Provided records Block Start
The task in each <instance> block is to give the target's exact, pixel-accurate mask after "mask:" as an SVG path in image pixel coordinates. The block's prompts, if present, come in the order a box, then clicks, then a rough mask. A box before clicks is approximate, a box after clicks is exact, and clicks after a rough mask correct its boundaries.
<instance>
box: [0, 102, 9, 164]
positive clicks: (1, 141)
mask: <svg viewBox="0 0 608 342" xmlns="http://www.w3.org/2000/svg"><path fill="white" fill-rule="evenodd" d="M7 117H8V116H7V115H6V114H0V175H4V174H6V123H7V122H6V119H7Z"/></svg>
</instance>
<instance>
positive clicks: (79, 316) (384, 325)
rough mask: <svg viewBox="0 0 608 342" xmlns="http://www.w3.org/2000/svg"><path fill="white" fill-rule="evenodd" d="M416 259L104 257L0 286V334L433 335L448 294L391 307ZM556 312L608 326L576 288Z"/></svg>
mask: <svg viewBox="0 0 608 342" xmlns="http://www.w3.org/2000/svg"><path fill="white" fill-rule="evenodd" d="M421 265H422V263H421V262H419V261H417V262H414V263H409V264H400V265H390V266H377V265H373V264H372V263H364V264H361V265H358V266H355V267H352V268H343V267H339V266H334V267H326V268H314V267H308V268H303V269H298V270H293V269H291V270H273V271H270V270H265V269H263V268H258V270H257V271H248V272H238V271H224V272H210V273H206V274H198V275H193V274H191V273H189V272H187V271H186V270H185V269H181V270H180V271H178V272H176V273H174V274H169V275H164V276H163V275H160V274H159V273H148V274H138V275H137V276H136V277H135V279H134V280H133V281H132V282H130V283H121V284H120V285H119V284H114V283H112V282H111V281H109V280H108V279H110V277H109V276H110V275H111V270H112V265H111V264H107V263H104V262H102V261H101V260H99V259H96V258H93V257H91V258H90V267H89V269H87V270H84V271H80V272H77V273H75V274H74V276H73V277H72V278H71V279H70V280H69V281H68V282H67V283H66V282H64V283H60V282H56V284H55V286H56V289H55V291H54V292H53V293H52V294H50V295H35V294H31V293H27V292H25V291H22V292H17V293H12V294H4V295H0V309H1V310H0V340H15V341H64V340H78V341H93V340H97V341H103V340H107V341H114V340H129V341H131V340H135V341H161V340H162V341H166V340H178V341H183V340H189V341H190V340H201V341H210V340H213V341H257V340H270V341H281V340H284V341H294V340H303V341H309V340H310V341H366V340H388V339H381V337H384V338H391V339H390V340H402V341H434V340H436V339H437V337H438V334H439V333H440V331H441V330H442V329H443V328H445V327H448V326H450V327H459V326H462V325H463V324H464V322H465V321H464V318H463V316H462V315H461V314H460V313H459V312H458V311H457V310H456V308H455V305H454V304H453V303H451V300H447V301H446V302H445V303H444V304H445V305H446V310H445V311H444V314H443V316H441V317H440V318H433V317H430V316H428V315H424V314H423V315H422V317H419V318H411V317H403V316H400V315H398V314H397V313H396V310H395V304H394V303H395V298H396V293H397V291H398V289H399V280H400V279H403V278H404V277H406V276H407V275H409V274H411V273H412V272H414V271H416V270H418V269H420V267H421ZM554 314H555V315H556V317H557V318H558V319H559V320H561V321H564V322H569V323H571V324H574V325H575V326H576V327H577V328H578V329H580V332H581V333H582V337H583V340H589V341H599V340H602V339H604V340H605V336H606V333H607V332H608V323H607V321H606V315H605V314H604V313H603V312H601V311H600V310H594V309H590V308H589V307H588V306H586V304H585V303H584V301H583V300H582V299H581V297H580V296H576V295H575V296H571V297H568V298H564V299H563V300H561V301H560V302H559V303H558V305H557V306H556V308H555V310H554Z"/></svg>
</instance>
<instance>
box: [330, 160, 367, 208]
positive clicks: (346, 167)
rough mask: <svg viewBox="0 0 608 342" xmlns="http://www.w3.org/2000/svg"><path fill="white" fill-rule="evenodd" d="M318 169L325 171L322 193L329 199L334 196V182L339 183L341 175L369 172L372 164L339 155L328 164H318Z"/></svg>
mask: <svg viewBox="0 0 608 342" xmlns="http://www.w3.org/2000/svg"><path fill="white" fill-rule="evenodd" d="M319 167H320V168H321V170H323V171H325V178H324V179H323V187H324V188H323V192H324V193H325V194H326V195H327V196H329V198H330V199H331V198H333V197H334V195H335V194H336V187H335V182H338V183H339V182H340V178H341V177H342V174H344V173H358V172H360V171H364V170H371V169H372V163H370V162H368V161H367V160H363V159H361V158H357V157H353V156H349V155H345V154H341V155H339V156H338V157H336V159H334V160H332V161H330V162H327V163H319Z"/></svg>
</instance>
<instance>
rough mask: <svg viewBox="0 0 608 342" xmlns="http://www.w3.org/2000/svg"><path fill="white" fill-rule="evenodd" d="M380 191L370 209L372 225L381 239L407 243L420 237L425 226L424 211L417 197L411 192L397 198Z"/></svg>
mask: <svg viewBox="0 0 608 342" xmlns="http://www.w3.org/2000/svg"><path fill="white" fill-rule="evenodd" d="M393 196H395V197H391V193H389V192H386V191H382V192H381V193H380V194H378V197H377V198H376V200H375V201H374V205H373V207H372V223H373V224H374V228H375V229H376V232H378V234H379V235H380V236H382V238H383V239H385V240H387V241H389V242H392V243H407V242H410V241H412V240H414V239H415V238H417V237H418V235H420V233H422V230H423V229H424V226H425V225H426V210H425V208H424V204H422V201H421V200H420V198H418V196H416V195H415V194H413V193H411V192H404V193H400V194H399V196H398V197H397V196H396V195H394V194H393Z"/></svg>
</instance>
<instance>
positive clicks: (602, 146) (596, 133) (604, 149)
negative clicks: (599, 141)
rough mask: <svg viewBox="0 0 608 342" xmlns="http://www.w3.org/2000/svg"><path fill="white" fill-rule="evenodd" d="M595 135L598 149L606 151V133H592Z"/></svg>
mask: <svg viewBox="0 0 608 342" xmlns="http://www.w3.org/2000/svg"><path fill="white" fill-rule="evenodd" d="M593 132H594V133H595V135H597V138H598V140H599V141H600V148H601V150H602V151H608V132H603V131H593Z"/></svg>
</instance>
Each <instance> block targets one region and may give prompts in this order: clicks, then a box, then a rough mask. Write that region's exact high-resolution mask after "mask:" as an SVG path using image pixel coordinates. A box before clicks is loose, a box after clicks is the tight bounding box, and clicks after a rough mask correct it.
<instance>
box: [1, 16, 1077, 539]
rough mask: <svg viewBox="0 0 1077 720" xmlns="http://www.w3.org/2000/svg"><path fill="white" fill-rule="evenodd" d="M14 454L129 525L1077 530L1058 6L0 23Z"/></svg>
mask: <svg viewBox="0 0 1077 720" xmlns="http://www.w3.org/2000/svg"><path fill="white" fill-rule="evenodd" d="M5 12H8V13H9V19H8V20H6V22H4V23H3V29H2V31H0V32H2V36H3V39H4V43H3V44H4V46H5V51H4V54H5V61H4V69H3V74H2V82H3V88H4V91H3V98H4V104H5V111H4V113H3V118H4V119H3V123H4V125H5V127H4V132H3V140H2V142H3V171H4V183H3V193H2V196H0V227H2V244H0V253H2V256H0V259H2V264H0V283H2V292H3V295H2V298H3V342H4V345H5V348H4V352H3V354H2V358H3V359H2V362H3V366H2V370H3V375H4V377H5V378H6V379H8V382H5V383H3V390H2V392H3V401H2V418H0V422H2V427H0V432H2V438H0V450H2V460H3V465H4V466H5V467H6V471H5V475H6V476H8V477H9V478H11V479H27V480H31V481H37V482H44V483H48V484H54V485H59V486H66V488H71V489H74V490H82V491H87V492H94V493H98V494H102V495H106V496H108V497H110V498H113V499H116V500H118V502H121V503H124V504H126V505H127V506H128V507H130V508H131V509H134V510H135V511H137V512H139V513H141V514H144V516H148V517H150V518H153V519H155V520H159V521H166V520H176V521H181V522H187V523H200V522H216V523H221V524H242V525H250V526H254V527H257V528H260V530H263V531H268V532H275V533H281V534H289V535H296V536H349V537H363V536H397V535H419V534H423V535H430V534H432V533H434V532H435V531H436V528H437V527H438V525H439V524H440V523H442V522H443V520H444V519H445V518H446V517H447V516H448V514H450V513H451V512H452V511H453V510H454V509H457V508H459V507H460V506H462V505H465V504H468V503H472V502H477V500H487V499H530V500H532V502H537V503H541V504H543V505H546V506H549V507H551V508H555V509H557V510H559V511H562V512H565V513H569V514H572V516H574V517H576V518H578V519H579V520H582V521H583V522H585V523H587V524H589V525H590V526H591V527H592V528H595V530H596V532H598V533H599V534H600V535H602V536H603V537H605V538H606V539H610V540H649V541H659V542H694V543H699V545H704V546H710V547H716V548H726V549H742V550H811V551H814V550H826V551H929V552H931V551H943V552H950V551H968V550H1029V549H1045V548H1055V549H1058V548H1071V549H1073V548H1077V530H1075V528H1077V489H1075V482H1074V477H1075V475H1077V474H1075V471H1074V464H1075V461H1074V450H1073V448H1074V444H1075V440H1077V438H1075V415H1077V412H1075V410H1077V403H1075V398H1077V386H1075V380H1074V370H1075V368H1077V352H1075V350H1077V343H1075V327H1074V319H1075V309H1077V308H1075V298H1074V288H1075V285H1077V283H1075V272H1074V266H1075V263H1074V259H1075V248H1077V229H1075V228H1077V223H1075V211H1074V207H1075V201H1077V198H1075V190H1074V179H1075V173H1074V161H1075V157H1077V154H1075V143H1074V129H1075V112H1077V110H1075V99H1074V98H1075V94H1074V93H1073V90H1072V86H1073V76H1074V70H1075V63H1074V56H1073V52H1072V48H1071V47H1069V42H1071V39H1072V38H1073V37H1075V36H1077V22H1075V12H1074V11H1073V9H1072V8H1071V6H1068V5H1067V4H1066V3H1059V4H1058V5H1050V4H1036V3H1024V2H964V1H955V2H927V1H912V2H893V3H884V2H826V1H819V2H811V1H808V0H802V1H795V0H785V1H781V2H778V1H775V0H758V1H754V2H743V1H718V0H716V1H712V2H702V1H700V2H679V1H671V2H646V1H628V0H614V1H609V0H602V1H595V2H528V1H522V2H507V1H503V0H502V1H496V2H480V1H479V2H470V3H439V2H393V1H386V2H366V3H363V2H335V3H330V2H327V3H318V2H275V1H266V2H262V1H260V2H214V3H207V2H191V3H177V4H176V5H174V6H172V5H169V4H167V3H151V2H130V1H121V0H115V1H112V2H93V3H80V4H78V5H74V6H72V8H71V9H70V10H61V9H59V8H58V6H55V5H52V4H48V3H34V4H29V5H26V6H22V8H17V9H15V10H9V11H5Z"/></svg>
Provided records Block End
- [Task description] From the items above, copy every line that contains the word "image". Case counts, so only lines where the word's capitalization matches qualify.

- [Answer space]
The task in each <instance> block is to give the target's exact, pixel-accurate mask after "mask:" as an SVG path in image pixel coordinates. The block's prompts, if present, come in the order a box, then clicks, then a rough mask. A box before clicks is approximate, a box after clicks is exact, and clicks after a rough mask correct its boundaries.
Each <instance> block targets one region and may give prompts in this order: clicks, then a box, then a rough mask. Write that region's exact high-resolution mask after "mask:" as an SVG path using image pixel coordinates. A box before clicks is loose, a box after clicks is the tight bounding box, and clicks after a rough mask correct it.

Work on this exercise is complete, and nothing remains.